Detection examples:
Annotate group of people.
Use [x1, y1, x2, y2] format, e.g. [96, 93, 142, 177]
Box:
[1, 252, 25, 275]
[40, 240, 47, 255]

**YOUR TASK**
Output every line of the listing above again, unchanged.

**SOLUTION TO THIS EXERCISE**
Annotate group of people.
Use [x1, y1, x2, y2] format, e.g. [96, 93, 142, 177]
Box:
[1, 252, 25, 275]
[40, 240, 47, 255]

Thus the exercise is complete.